To be done —
**a)** In the post about cataloguing supplementary files, what has the writer started adding in response to researchers' criticism that many metadata records were empty?
**b)** Please pick up the post on cataloguing supplementary files right after its final sentence and carry it forward.

Passage shown —

Hi Mary, all,
We regularly record details of SI files in the LSHTM data repository. This was motivated by a desire to showcase and maintain an institutional record of researchers' data outputs, including that held & published elsewhere. At first I simply catalogued these resources and directed people to the 3rd party website. However, to address researchers' criticism that many of our metadata records were empty I've started to add CC-licensed content where possible.
This is quite labour-intensive at the moment. I review each new publication in our repository for supplementary files and make a decision on whether it should be catalogued. This isn't particularly systematic, but covers factors such as:
1. Content type: Is it a survey, processing script, dataset, software, or other output?
2. Size/extent: Is there a substantial amount of data? There needs to be some cut-off limit for content. I'm not convinced we need to have a separate record for a summary table with less than 10 rows, for instance.

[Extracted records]
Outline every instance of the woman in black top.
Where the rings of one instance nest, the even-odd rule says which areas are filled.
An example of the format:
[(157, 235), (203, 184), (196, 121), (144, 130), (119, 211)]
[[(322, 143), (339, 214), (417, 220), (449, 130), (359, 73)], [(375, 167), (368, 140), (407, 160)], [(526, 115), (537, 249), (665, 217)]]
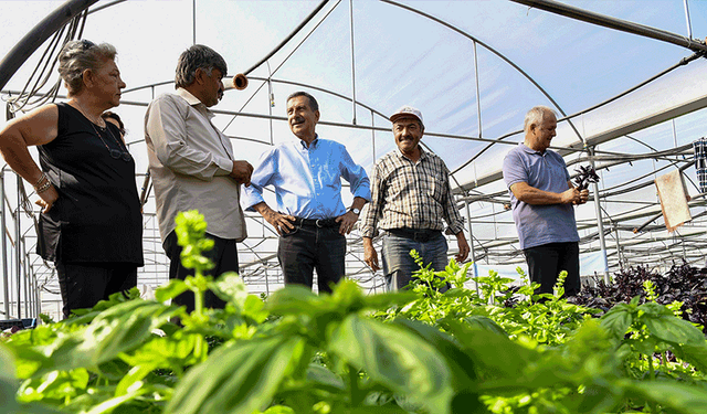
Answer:
[[(64, 317), (136, 286), (143, 266), (135, 161), (118, 128), (101, 117), (125, 87), (115, 55), (107, 43), (66, 43), (59, 72), (70, 100), (0, 131), (2, 157), (40, 197), (38, 254), (56, 265)], [(41, 170), (29, 146), (38, 146)]]

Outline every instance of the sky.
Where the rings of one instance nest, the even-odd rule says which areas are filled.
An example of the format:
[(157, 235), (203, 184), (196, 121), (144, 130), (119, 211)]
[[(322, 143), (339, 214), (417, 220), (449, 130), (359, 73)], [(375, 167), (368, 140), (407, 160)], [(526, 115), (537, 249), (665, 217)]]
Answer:
[[(687, 34), (682, 0), (566, 2), (618, 19)], [(4, 56), (24, 33), (61, 3), (0, 1), (0, 56)], [(107, 3), (99, 1), (97, 6)], [(258, 66), (250, 75), (267, 77), (272, 74), (275, 81), (307, 85), (304, 88), (313, 92), (320, 103), (324, 123), (352, 124), (354, 105), (333, 94), (351, 97), (356, 93), (358, 126), (390, 127), (386, 117), (371, 115), (363, 105), (381, 114), (391, 114), (402, 105), (415, 106), (424, 115), (428, 136), (423, 137), (423, 142), (440, 155), (451, 170), (456, 170), (486, 146), (471, 138), (496, 139), (518, 131), (530, 107), (552, 106), (528, 78), (498, 54), (525, 71), (567, 114), (608, 99), (692, 55), (684, 47), (573, 21), (510, 1), (401, 3), (439, 18), (466, 35), (390, 2), (331, 1), (304, 31), (268, 60), (268, 64)], [(196, 4), (194, 14), (191, 0), (126, 1), (91, 14), (84, 38), (116, 46), (123, 79), (131, 89), (173, 77), (177, 56), (193, 42), (192, 17), (196, 15), (197, 43), (219, 51), (229, 65), (229, 74), (234, 75), (246, 71), (271, 52), (316, 8), (318, 1), (198, 0)], [(693, 36), (705, 39), (707, 1), (690, 0), (688, 6)], [(354, 17), (355, 72), (350, 10)], [(309, 32), (312, 34), (306, 36)], [(475, 47), (467, 35), (495, 52), (482, 44)], [(22, 88), (42, 51), (40, 47), (6, 89)], [(591, 137), (665, 107), (707, 95), (707, 83), (701, 82), (706, 70), (704, 61), (683, 66), (626, 98), (577, 118), (580, 132)], [(55, 73), (52, 76), (56, 78)], [(245, 91), (226, 92), (224, 99), (214, 108), (284, 117), (286, 96), (299, 88), (303, 87), (282, 82), (268, 85), (252, 79)], [(481, 105), (477, 103), (477, 88)], [(274, 106), (270, 105), (271, 89)], [(171, 91), (171, 84), (148, 87), (126, 93), (123, 98), (145, 105), (154, 96)], [(65, 89), (62, 88), (61, 93)], [(124, 104), (116, 112), (126, 120), (127, 140), (138, 163), (138, 174), (144, 173), (147, 169), (143, 144), (145, 106)], [(637, 131), (633, 138), (656, 149), (688, 144), (705, 135), (705, 117), (704, 109), (697, 110), (675, 121)], [(270, 145), (293, 139), (281, 119), (270, 121), (246, 115), (235, 118), (219, 115), (215, 124), (234, 137), (236, 151), (252, 163), (257, 162)], [(377, 158), (394, 148), (392, 134), (388, 130), (371, 131), (324, 124), (317, 130), (321, 137), (345, 144), (352, 158), (368, 171)], [(434, 132), (458, 137), (437, 137)], [(508, 140), (517, 142), (520, 139), (520, 135), (515, 135)], [(560, 123), (553, 144), (562, 147), (576, 140), (577, 136), (567, 123)], [(455, 177), (461, 182), (473, 182), (498, 171), (509, 148), (503, 144), (494, 146)], [(629, 138), (615, 139), (599, 149), (625, 153), (651, 150)], [(577, 157), (573, 155), (567, 159)], [(657, 166), (659, 168), (659, 162)], [(655, 167), (656, 163), (648, 160), (611, 168), (602, 171), (602, 185), (612, 188), (634, 179), (645, 180), (643, 177)], [(687, 173), (694, 179), (694, 169)], [(141, 178), (136, 181), (141, 183)], [(490, 193), (505, 188), (497, 181), (477, 190)], [(695, 192), (694, 189), (692, 191)], [(345, 201), (348, 199), (350, 197), (345, 194)], [(655, 191), (632, 192), (626, 194), (626, 199), (654, 202)], [(621, 206), (608, 204), (604, 209), (616, 213)], [(493, 203), (474, 203), (472, 215), (486, 216), (497, 210), (498, 205)], [(578, 209), (577, 214), (580, 220), (595, 216), (591, 205)], [(509, 214), (493, 217), (478, 223), (474, 233), (476, 237), (483, 242), (515, 236)], [(492, 220), (494, 222), (489, 223)], [(271, 233), (253, 229), (253, 234)], [(590, 245), (595, 247), (595, 243)]]

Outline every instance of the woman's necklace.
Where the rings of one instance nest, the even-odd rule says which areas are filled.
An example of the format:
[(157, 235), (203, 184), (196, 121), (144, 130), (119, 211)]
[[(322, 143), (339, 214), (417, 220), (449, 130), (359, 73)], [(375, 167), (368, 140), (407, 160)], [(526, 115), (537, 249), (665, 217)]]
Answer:
[(115, 140), (115, 144), (117, 144), (119, 150), (118, 149), (112, 149), (110, 147), (108, 147), (108, 142), (106, 142), (105, 139), (103, 139), (103, 136), (101, 135), (98, 129), (96, 129), (96, 125), (94, 125), (94, 123), (91, 123), (91, 126), (93, 127), (94, 132), (96, 132), (96, 135), (101, 139), (101, 142), (103, 142), (103, 145), (108, 150), (108, 153), (110, 155), (110, 158), (113, 158), (114, 160), (122, 159), (123, 161), (126, 161), (126, 162), (129, 162), (130, 160), (133, 160), (133, 156), (130, 155), (130, 152), (128, 152), (127, 147), (124, 147), (124, 146), (120, 145), (120, 140), (118, 138), (116, 138), (115, 135), (113, 135), (113, 132), (110, 131), (110, 128), (108, 128), (107, 125), (106, 125), (105, 128), (102, 128), (102, 130), (107, 130), (108, 131), (108, 135), (110, 136), (110, 138), (113, 138)]
[[(74, 105), (71, 105), (72, 103), (73, 103)], [(93, 125), (97, 125), (97, 126), (98, 126), (98, 128), (101, 128), (101, 129), (105, 129), (105, 128), (106, 128), (106, 121), (105, 121), (105, 119), (103, 119), (102, 117), (98, 117), (98, 118), (96, 118), (95, 120), (94, 120), (94, 119), (92, 119), (92, 118), (88, 116), (88, 114), (86, 114), (86, 112), (84, 110), (84, 108), (82, 108), (82, 107), (81, 107), (81, 105), (80, 105), (76, 100), (71, 100), (71, 102), (68, 103), (68, 105), (71, 105), (71, 106), (73, 106), (74, 108), (76, 108), (76, 109), (81, 113), (81, 115), (83, 115), (83, 116), (84, 116), (84, 118), (88, 119), (88, 121), (89, 121), (91, 124), (93, 124)], [(102, 124), (103, 124), (103, 125), (102, 125)]]

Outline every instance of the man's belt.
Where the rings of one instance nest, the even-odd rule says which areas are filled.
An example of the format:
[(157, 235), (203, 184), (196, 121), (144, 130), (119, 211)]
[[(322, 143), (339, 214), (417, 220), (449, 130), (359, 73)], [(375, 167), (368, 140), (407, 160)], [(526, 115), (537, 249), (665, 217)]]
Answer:
[(389, 229), (387, 232), (419, 243), (426, 243), (442, 234), (441, 230), (429, 229)]
[(339, 223), (336, 222), (336, 217), (333, 219), (302, 219), (295, 217), (295, 225), (297, 227), (308, 225), (310, 227), (336, 227)]

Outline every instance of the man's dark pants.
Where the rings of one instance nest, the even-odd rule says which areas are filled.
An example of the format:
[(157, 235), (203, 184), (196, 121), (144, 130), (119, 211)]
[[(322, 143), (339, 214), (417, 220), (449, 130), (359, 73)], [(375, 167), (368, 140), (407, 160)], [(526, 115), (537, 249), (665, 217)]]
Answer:
[[(306, 223), (305, 223), (306, 222)], [(295, 229), (279, 237), (277, 259), (285, 275), (285, 285), (297, 284), (312, 288), (313, 270), (317, 270), (319, 293), (331, 293), (346, 274), (346, 237), (339, 234), (339, 223), (333, 219), (319, 221), (300, 219)]]
[[(204, 272), (204, 276), (213, 276), (217, 278), (226, 272), (238, 273), (239, 255), (235, 250), (235, 240), (221, 238), (209, 233), (205, 234), (205, 237), (213, 240), (213, 248), (208, 252), (202, 252), (202, 255), (213, 262), (214, 267)], [(162, 246), (165, 247), (167, 257), (169, 257), (170, 279), (183, 280), (187, 276), (194, 275), (193, 269), (186, 268), (181, 265), (181, 258), (179, 255), (181, 254), (182, 247), (177, 243), (177, 233), (173, 231), (169, 233)], [(192, 291), (186, 291), (173, 298), (172, 304), (186, 306), (187, 311), (191, 312), (194, 310), (194, 294)], [(207, 308), (223, 309), (225, 307), (225, 301), (221, 300), (221, 298), (211, 290), (207, 290), (204, 294), (203, 305)]]
[(579, 243), (548, 243), (525, 248), (523, 253), (528, 263), (530, 282), (540, 284), (536, 294), (551, 294), (562, 270), (567, 270), (564, 296), (579, 293)]

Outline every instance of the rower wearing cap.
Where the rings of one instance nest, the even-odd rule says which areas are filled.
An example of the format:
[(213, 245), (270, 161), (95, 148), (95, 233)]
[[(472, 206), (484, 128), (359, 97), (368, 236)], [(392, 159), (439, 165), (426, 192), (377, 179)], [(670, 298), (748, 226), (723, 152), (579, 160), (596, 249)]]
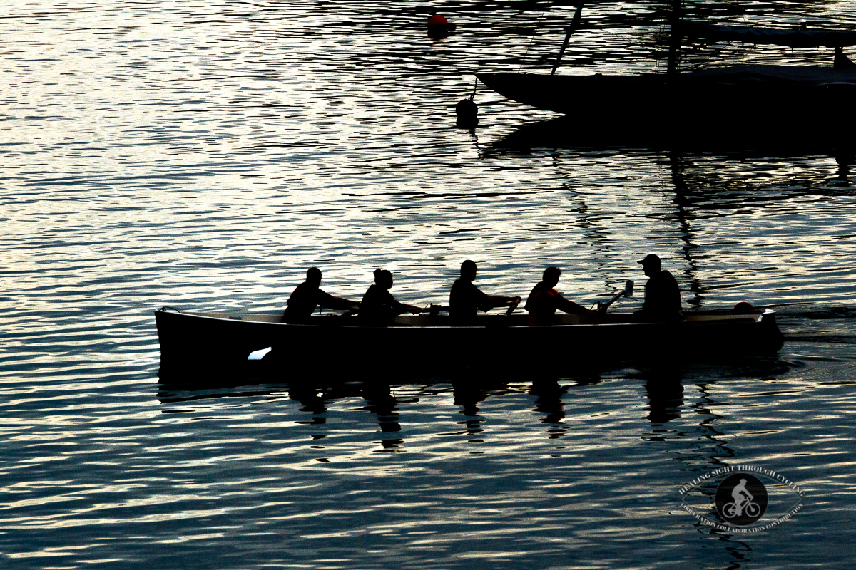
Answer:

Responses in order —
**a)** CC-licensed content, where possible.

**b)**
3. File type: Is it held in a reusable format (XLS, SPSS, CSV)? PDFs are catalogued, but only if they contain substantial data tables or other data
There are a few questions that I've been struggling with, however:
1. How should we catalogue these files? I'd prefer to describe the SI files as a distinct entity, but it takes a long time to review the paper and data & authors are often uncommunicative. Is it sufficient to reproduce the publication abstract or use a blanket "supplementary info for XX" statement?
2. Should we be applying preservation action or enhancing these files?
3. Should we assign a DOI to these files? I've used the publication DOI in most cases, but is this the best approach?
4. Can we assume that the SI licence is the same as the publication?
More generally, it's be nice to automate the process of identifying and importing SI files relevant to publications.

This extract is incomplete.